> _Исходный отрывок_
══════════════════════════════
У тебя ли не жизнь впереди?
Ты и наше должен дожить.
Ты отходчив – не отходи.
Ты забывчив – не смей забыть!

И ребёнок сказал: – Не забудь. –
И сказала мать: – Не прости. –
И закрылась земная грудь.
Я стоял не в Яру – на пути.

Он к возмездью ведёт – тот путь,
По которому мне идти.
Не забудь…
Не прости…
1944–1945

Озеров не пишет в поэме прямо, кто по национальности были эти незабываемые жертвы, за которых он несет память и возмездие. Об этом он написал незадолго до поэмы в прозе, военкоровским языком очерка для «Черной книги».  Но дает картину, которая не оставляет сомнений, кто эти люди, шедшие мимо ворот еврейского кладбища под надзором оккупантов и свежевылупившихся полицаев. Прямо не пишет не потому, что не велено, до открытой борьбы сталинской своры с евреями еще были годы, в которые эта поэма была даже опубликована в центральном журнале. Он не пишет, потому что сам  - киевлянин, предполагаю - потому что погибшие были для него прежде всего родными земляками, грубо вырванными из спаянного разноречья примитивной, тупой, архаической силой. Мы со Львом Адольфовичем на еврейские темы не разговаривали, хотя за пять-шесть лет личного знакомства были достаточно откровенны друг с другом. Но о некоторых вещах нам не надо было говорить — понимали отношения без слов. Мое предположение идет от опыта общения с родными-киевлянами, с теми, кто не забывал Бабий Яр. Одни смогли после этого жить в родном городе, другие — нет, как моя мать. Как отец, не вернувшийся в Одессу…
Я приведу цитату из статьи Якова Хелемского, написанной к годовщине смерти Льва Адольфовича и опубликованной в журнале «Арион» в 1997 году. Совпадение, но и я в те же годы там печатал свою статью-диалог c Иваном Ждановым, не зная, что Озеров входит в редколлегию единственного тогда поэтического журнала, совпадение, но именно Хелемский руководил тем семинаром Всесоюзного совещания молодых поэтов, куда в 1979 году взяли и меня. Об этой цепочке поэтического воспитания — позже, а пока сама цитата.
══════════════════════════════
> _Перечень данных_

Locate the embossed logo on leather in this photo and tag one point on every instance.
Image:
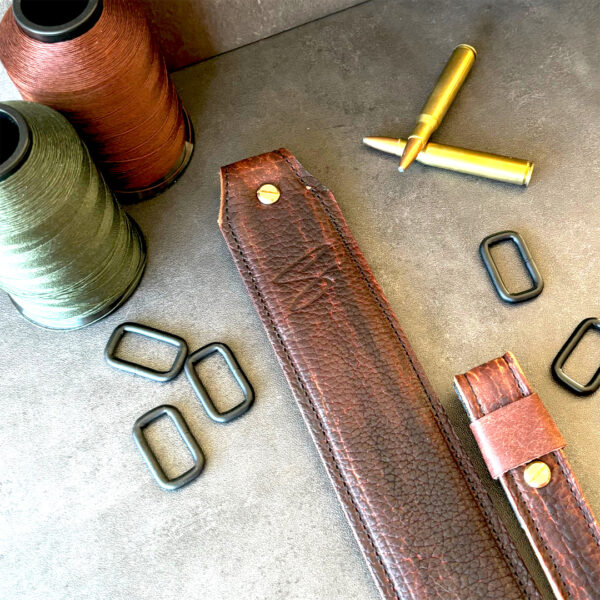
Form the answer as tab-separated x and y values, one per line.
315	273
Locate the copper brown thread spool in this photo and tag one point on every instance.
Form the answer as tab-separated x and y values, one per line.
96	62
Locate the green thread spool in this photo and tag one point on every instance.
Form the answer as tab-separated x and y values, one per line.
69	255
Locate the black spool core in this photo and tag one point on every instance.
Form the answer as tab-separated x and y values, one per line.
56	20
15	140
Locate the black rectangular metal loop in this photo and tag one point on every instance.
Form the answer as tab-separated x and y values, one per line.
569	346
149	456
200	390
492	269
137	369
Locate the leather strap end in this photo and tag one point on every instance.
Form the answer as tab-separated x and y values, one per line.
513	428
516	434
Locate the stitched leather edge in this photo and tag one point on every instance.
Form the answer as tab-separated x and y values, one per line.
333	463
517	491
481	496
509	552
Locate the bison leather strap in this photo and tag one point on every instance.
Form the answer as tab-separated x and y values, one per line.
513	429
421	516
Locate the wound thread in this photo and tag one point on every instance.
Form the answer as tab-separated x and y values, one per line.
69	255
112	84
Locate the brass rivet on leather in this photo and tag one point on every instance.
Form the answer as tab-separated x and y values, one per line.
268	193
537	474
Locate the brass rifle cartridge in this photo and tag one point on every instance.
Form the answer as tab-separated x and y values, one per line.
449	82
472	162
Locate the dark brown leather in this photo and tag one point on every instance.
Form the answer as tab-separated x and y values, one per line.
420	514
516	434
556	518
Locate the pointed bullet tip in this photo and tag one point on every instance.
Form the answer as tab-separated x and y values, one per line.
411	151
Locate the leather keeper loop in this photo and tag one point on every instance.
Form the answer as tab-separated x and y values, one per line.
516	434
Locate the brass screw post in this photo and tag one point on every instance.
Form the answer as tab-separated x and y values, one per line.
══════════════════════════════
> _Задания для работы_
1. Выпишите из отрывка о поэме Озерова все стихотворные строки, которые начинаются со слова «Ты».
2. Перепишите отрывок о поэме Озерова дословно от слов «Ты и наше должен» до слов «Яру – на пути.».
3. Продолжите отрывок о поэме Озерова, начиная сразу после его последнего предложения.

> _Полученные ответы_
1.
Ты и наше должен дожить.
Ты отходчив – не отходи.
Ты забывчив – не смей забыть!

2.
Ты и наше должен дожить.
Ты отходчив – не отходи.
Ты забывчив – не смей забыть!

И ребёнок сказал: – Не забудь. –
И сказала мать: – Не прости. –
И закрылась земная грудь.
Я стоял не в Яру – на пути.

3.
«Но с юных лет он знал свое главное призвание — поэта. Мы росли с ним в Киеве, на одной улице, на тенистой Златоустовской.
Шестилетние, играли под сенью дворовых акаций и шелковиц, взлетали на качелях, по очереди катали обруч, а порой и ссорились из-за игрушек. Тогда моя мама взывала, глядя в окно: «Не обижай Левушку» — я был на несколько месяцев старше.
Вскоре моя семья переехала в дом на углу Караваевской и Мариинско-Благовещенской. А Лева со своей родней оказался на Тарасовской. На той самой Тарасовской, где родился Максимилиан Волошин, где, на углу Никольско-Ботанической, некогда обитала Анна Ахматова, а десятилетия спустя гонял тряпичный мяч Сарик Гудзенко.
Киевские расстояния в конце двадцатых были и сами по себе невелики. А Караваевскую от Тарасовской отделяли две трамвайных остановки или семь минут пешего ходу. Так что мы продолжали видеться с Левой довольно часто.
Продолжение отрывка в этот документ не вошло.